*RECORD EXCERPTS*

☆ ☆ ☆ ☆ ☆ ☆ ☆

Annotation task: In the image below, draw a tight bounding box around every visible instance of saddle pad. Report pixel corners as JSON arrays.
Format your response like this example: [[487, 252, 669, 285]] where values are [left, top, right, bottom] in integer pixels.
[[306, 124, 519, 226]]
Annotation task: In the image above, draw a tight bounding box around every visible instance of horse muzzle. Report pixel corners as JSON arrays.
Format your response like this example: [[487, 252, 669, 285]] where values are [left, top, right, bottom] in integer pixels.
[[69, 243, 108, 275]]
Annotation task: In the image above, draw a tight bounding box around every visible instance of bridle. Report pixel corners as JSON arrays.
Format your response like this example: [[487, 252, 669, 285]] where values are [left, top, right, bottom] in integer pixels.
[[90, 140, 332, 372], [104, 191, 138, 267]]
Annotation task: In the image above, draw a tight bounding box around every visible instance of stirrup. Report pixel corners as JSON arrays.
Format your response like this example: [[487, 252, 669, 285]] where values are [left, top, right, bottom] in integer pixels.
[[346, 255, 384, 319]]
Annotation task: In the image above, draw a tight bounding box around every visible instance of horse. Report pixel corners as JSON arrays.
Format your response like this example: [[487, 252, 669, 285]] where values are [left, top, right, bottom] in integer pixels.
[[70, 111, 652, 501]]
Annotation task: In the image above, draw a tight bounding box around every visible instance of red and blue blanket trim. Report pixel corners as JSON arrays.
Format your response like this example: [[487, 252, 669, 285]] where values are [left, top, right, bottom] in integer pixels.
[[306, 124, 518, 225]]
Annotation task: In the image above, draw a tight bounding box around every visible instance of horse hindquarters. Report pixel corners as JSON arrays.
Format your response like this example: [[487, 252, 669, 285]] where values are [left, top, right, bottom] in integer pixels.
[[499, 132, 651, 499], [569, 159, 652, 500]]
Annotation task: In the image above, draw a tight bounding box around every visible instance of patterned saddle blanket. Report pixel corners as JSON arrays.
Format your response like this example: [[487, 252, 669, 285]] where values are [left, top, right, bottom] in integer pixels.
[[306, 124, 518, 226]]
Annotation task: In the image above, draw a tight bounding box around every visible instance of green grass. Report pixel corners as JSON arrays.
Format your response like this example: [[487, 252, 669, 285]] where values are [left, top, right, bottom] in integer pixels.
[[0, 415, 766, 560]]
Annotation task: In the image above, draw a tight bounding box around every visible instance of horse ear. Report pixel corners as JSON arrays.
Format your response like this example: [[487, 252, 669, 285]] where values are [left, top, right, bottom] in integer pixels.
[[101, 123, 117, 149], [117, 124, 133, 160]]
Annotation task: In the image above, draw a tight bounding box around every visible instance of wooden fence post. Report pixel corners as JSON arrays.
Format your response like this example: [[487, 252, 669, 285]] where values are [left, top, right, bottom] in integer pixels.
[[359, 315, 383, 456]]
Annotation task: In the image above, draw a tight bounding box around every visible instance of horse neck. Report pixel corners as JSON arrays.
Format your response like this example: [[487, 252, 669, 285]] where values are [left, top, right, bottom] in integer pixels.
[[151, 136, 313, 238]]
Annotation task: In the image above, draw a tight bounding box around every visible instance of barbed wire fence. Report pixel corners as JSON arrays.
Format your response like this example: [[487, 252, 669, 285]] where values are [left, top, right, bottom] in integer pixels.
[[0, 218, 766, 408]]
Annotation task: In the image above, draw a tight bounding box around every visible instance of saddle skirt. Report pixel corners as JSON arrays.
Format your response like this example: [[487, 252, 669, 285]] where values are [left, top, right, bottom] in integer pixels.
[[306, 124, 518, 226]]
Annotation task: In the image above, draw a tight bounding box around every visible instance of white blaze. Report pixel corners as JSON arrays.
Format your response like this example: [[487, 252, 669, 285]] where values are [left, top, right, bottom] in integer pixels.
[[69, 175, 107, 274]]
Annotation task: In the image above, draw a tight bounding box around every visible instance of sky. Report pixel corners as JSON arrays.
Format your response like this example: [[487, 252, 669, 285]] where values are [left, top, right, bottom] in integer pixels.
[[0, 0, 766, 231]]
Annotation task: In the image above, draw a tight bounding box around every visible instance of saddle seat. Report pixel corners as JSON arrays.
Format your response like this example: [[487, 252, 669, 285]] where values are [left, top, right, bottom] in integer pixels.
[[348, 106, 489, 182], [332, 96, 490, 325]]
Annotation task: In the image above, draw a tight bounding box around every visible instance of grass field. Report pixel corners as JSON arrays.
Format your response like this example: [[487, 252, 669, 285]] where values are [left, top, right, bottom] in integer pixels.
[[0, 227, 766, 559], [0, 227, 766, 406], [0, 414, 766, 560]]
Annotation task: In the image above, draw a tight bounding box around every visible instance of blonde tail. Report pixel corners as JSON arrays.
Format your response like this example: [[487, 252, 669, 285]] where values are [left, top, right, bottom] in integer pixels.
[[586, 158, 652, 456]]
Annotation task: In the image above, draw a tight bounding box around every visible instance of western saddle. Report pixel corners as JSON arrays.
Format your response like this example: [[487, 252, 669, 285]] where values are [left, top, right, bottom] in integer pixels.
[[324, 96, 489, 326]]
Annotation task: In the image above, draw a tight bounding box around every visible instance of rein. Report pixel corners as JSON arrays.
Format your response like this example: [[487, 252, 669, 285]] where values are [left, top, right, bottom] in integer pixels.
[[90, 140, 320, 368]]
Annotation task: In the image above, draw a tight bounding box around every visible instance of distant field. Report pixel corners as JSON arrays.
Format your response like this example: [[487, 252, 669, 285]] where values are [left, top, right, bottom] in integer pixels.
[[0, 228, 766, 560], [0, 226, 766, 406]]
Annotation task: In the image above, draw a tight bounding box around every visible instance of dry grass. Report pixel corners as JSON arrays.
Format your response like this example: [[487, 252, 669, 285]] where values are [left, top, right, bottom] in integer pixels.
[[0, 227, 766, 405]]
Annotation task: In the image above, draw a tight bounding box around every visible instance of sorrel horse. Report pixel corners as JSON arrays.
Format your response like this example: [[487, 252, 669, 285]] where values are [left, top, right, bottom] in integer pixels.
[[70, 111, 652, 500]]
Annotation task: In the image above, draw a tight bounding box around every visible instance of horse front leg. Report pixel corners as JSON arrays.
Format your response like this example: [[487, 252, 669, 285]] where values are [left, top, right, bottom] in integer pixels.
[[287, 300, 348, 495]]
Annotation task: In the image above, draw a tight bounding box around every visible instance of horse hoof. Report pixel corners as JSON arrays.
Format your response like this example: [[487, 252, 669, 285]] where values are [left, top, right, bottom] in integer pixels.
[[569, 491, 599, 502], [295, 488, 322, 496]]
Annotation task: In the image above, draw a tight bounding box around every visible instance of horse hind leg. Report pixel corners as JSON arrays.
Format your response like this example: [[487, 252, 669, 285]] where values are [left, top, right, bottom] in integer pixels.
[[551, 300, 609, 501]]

☆ ☆ ☆ ☆ ☆ ☆ ☆

*WHAT YOU ARE ASKED TO DO*
Render all of the material above as a JSON array of strings, one string per line, skipping any blank lines.

*THE REPLY*
[
  "Annotation task: In the image below, draw a tight bounding box around every visible instance of saddle pad. Report pixel corners as JSON arrays.",
  "Format your response like this example: [[487, 252, 669, 285]] where values are [left, top, right, bottom] in integer pixels.",
  "[[306, 124, 519, 226]]",
  "Annotation task: In the image above, draw a tight bounding box around every visible instance of horse muzzle. Report pixel corners as JSON arrays.",
  "Format your response like this example: [[487, 252, 669, 285]] where values are [left, top, right, bottom] in integer pixels.",
  "[[69, 243, 108, 275]]",
  "Annotation task: In the image above, draw a tight bounding box around every visible instance of bridle. Report pixel corners as JSON arrays.",
  "Format your response like this example: [[487, 252, 669, 285]] where values are [left, top, right, bottom] in integer pixels.",
  "[[90, 140, 332, 372], [104, 191, 138, 267]]",
  "Annotation task: In the image above, draw a tight bounding box around every visible instance of stirrup. Report pixel corners as JSON arrays.",
  "Format your response like this example: [[487, 252, 669, 285]] where values are [left, top, right, bottom] in integer pixels.",
  "[[346, 255, 384, 319]]",
  "Annotation task: In the image above, draw a tight bounding box around every visible instance of horse. Report pixel corners as JSON arrays.",
  "Format your response like this example: [[487, 252, 669, 285]] where values are [left, top, right, bottom] in integer pixels.",
  "[[70, 111, 652, 501]]",
  "Annotation task: In the image above, draw a tight bounding box around every visible instance of red and blue blanket trim. Report pixel corners as JSON arrays.",
  "Format your response like this example: [[487, 252, 669, 285]] where values are [left, top, right, bottom] in integer pixels.",
  "[[306, 124, 518, 225]]",
  "Annotation task: In the image above, draw a tight bounding box around every visible instance of horse hindquarters. Report pixel corners as JSON arrays.",
  "Format your response like this example: [[487, 252, 669, 285]] where values are [left, top, right, bottom] in integer pixels.",
  "[[499, 132, 651, 499], [569, 159, 652, 500]]",
  "Annotation task: In the image above, draw a tight bounding box around every visible instance of patterned saddle blanket. Report pixel corners as JSON arrays.",
  "Format your response like this example: [[487, 252, 669, 285]] where values are [left, top, right, bottom] in integer pixels.",
  "[[306, 124, 518, 226]]",
  "Annotation task: In the image above, draw a tight bounding box around every visible instance of green grass. Report pixel corners as JSON arrays.",
  "Format your response like this example: [[487, 252, 669, 285]] where values are [left, top, right, bottom] in integer pixels.",
  "[[0, 415, 766, 560]]",
  "Annotation task: In the image above, draw a tight bounding box around every visible instance of horse ear. Report pixel corners as JSON arrays.",
  "Format your response like this example: [[487, 252, 669, 285]] where values are [left, top, right, bottom] in integer pixels.",
  "[[101, 123, 117, 149], [117, 124, 133, 160]]",
  "Annotation task: In the image above, draw a tight bounding box around every visible instance of wooden fence post. Report pixel corners as JSON arrays.",
  "Format your response like this example: [[487, 252, 669, 285]] where values are [left, top, right, bottom] in integer pixels.",
  "[[359, 315, 383, 456]]",
  "Annotation task: In the image above, draw a tight bounding box around every visible instance of horse neck. Report pixel corners as JSON arrays.",
  "Format your response like this example: [[487, 252, 669, 285]] where values are [left, top, right, bottom] in integer pixels.",
  "[[151, 136, 313, 238]]",
  "Annotation task: In the image above, draw a tight bounding box around every visible instance of barbed wire fence. Report pixel corners as JSON arrays.",
  "Format your response like this example: [[487, 252, 669, 285]] where values are [left, top, right, bottom] in integer pixels.",
  "[[0, 218, 766, 408]]",
  "Annotation task: In the image above, draw a tight bounding box around every visible instance of saddle skirt. Report pixel corners as JSON arrays.",
  "Format your response like this example: [[487, 252, 669, 285]] where values are [left, top, right, bottom] in integer pixels.",
  "[[306, 124, 518, 226]]",
  "Annotation task: In the image above, draw a tight bounding box around every visible instance of white blaze. Report pixel corners as JSON arrays.",
  "Format your response like this example: [[487, 252, 669, 285]] where values are [left, top, right, bottom] in integer pixels.",
  "[[69, 175, 107, 274]]",
  "Annotation task: In the image above, draw a tight bounding box around every visible instance of sky. Report pixel corners as JSON arrays.",
  "Format your response like this example: [[487, 252, 669, 285]] where values are [left, top, right, bottom] in integer pixels.",
  "[[0, 0, 766, 231]]",
  "Annotation task: In the image above, draw a tight bounding box around every visible instance of saddle seat. Report pixel corners as JSON arrays.",
  "Format your response like this example: [[487, 252, 669, 285]] where values are [left, top, right, bottom] in integer pixels.",
  "[[348, 106, 489, 182], [332, 96, 490, 325]]",
  "Annotation task: In the image above, draw a tight bounding box around every visible instance of grass field. Report pixel corners as JSON arrays.",
  "Format your response like this example: [[487, 252, 669, 285]] where values are [left, top, right, bottom] in integer pixels.",
  "[[0, 227, 766, 559], [0, 227, 766, 406], [0, 414, 766, 560]]",
  "Annotation task: In the image above, draw a tight bounding box around every visible instance of blonde tail. Report pixel corners as JSON arrays.",
  "Format your response like this example: [[487, 252, 669, 285]] where values are [left, top, right, bottom] in integer pixels.",
  "[[586, 158, 652, 456]]",
  "Annotation task: In the image above, draw a tight bounding box around every visible instance of western saddle. Report pixel corners as JSON arrays.",
  "Format your response like this example: [[487, 252, 669, 285]] where values are [left, top, right, bottom] in integer pixels.",
  "[[324, 96, 489, 326]]",
  "Annotation task: In the image above, draw a tight bounding box around every visible instance of rein. Report pixel corners as JSON arrays.",
  "Format your response like this example: [[487, 252, 669, 285]] where values are [left, top, right, bottom] in integer pixels.",
  "[[90, 140, 320, 368]]",
  "Annotation task: In the image above, draw a tight bounding box around every visible instance of distant field. Report pixel corners as JSON arrays.",
  "Format your response like this example: [[487, 252, 669, 285]] where values are [left, top, right, bottom] in integer pixels.",
  "[[0, 228, 766, 560], [0, 226, 766, 406]]",
  "Annotation task: In the image above, draw a tight bounding box around every visible instance of dry grass. Report pixel corners as JSON arrays.",
  "Format your response like this example: [[487, 252, 669, 285]] where values are [left, top, right, bottom] in integer pixels.",
  "[[0, 227, 766, 405]]",
  "Annotation task: In the image above, draw a tight bounding box around every visible instance of sorrel horse. Report pixel corners as JSON arrays.",
  "Format your response like this example: [[487, 252, 669, 285]] where values are [left, top, right, bottom] in integer pixels.",
  "[[70, 111, 652, 500]]",
  "Annotation task: In the image above, draw a tight bounding box around every visible instance of horse front leg. Report pixel corners as JSON arrays.",
  "Format your response like this example: [[487, 252, 669, 285]] where values are [left, top, right, bottom] in integer pixels.",
  "[[287, 300, 348, 495]]",
  "Annotation task: In the image above, draw a tight bounding box around every visible instance of horse hoof. Report pixel corners as JSON arrays.",
  "Format your response like this example: [[487, 252, 669, 285]] where values are [left, top, right, bottom] in integer pixels.",
  "[[569, 491, 599, 502], [295, 488, 322, 496]]",
  "Annotation task: In the image above, draw a tight bounding box around every visible instance of horse hind leg. Report pixel corners as JSON arrays.",
  "Format your response like this example: [[487, 252, 669, 285]] where values are [left, top, right, bottom] in integer pixels.",
  "[[551, 300, 609, 501]]"
]